Fragmento seleccionado ->

Diego Lorca y Pako Merino son los actores y artífices principales de la puesta en escena. Ellos evidencian en el escenario las posibilidades del teatro físico aprendido en la Escuela Jacques Lecoq. Y en este sentido, es fundamental señalar la forma en la que el ritmo del espectáculo está construido. Hay pausas, silencios, suspensos, escenas agitadas, momentos oníricos y en toda esta marejada de tiempos e imágenes el cuerpo de los actores es central. Vemos a Diego y Pako desplegar sus potencialidades sobre el escenario con una precisión técnica que muy pocas veces vemos en nuestros escenarios. Y no me refiero solamente a la belleza y al cuido de las imágenes, estoy hablando de una comprensión más profunda de la expresión del cuerpo. Los actores se transforman en los personajes y, muchas veces, sin decir una palabra sus cuerpos nos muestran las potencialidades expresivas y las posibilidades de un lenguaje que no tiene a la palabra como centro. Esta idea la relaciono con una forma de producir teatro que no tiene como base primaria el texto, sino que explora desde las potencialidades del gesto, de la acción, de la kinésis y que luego busca las formas de relacionamiento con el texto.

Además del cuerpo, hay otros elementos que suman al relato como la utilización de los medios audiovisuales. En este caso hay una mixtura que nos recuerda al mundo de las sombras chinescas al proyectar imágenes de arte rupestre sobre una pantalla blanca que todo el tiempo está en el escenario. Pablo, recuerda y tiene flashbacks de ese mundo de los yacimientos paleolíticos y de una forma onírica entramos a sus pensamientos dibujados a través de la pantalla. En un momento del espectáculo, la pantalla blanca que funciona como biombo de la clínica médica se convierte en ese cerebro que recuerda y que trata de conectar imágenes.

Entradas guardadas ->
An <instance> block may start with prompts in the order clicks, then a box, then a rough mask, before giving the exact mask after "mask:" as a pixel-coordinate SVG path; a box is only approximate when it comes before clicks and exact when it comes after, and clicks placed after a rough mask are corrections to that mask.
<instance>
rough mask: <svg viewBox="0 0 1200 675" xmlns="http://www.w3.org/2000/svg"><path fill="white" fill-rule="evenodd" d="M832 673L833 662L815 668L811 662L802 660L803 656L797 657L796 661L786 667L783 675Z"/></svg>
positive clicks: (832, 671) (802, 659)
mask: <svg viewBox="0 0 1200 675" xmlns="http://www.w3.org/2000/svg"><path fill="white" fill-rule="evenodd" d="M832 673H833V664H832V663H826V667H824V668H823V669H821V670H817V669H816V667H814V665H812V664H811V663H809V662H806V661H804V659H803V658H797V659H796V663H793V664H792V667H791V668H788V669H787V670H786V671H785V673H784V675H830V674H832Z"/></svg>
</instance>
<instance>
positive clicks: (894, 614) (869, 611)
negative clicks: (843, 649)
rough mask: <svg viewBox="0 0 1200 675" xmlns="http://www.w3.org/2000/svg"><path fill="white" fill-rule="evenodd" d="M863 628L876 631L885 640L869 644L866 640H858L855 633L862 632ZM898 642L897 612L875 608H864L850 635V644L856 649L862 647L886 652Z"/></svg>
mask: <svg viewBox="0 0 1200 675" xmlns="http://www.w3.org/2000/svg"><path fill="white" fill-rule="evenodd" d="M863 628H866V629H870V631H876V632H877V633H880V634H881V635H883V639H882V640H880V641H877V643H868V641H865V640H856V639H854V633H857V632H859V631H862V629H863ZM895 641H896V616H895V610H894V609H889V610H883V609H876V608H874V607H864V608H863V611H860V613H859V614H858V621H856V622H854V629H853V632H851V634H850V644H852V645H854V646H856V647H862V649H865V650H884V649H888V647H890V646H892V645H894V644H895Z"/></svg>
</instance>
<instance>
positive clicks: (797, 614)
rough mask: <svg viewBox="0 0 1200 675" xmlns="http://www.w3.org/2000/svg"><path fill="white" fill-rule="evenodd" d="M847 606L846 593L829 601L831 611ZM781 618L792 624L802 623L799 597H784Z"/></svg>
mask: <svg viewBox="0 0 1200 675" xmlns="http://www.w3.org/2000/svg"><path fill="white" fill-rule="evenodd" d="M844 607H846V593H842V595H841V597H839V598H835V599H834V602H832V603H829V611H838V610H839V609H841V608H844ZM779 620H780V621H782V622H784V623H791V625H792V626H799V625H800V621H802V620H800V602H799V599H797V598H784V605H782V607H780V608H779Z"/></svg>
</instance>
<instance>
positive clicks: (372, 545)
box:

Qué se pide -> ¿Puedes transcribir literalmente el tramo del fragmento sobre la puesta en escena que va desde "Además del cuerpo, hay" hasta "de conectar imágenes."?

Resultado obtenido ->
Además del cuerpo, hay otros elementos que suman al relato como la utilización de los medios audiovisuales. En este caso hay una mixtura que nos recuerda al mundo de las sombras chinescas al proyectar imágenes de arte rupestre sobre una pantalla blanca que todo el tiempo está en el escenario. Pablo, recuerda y tiene flashbacks de ese mundo de los yacimientos paleolíticos y de una forma onírica entramos a sus pensamientos dibujados a través de la pantalla. En un momento del espectáculo, la pantalla blanca que funciona como biombo de la clínica médica se convierte en ese cerebro que recuerda y que trata de conectar imágenes.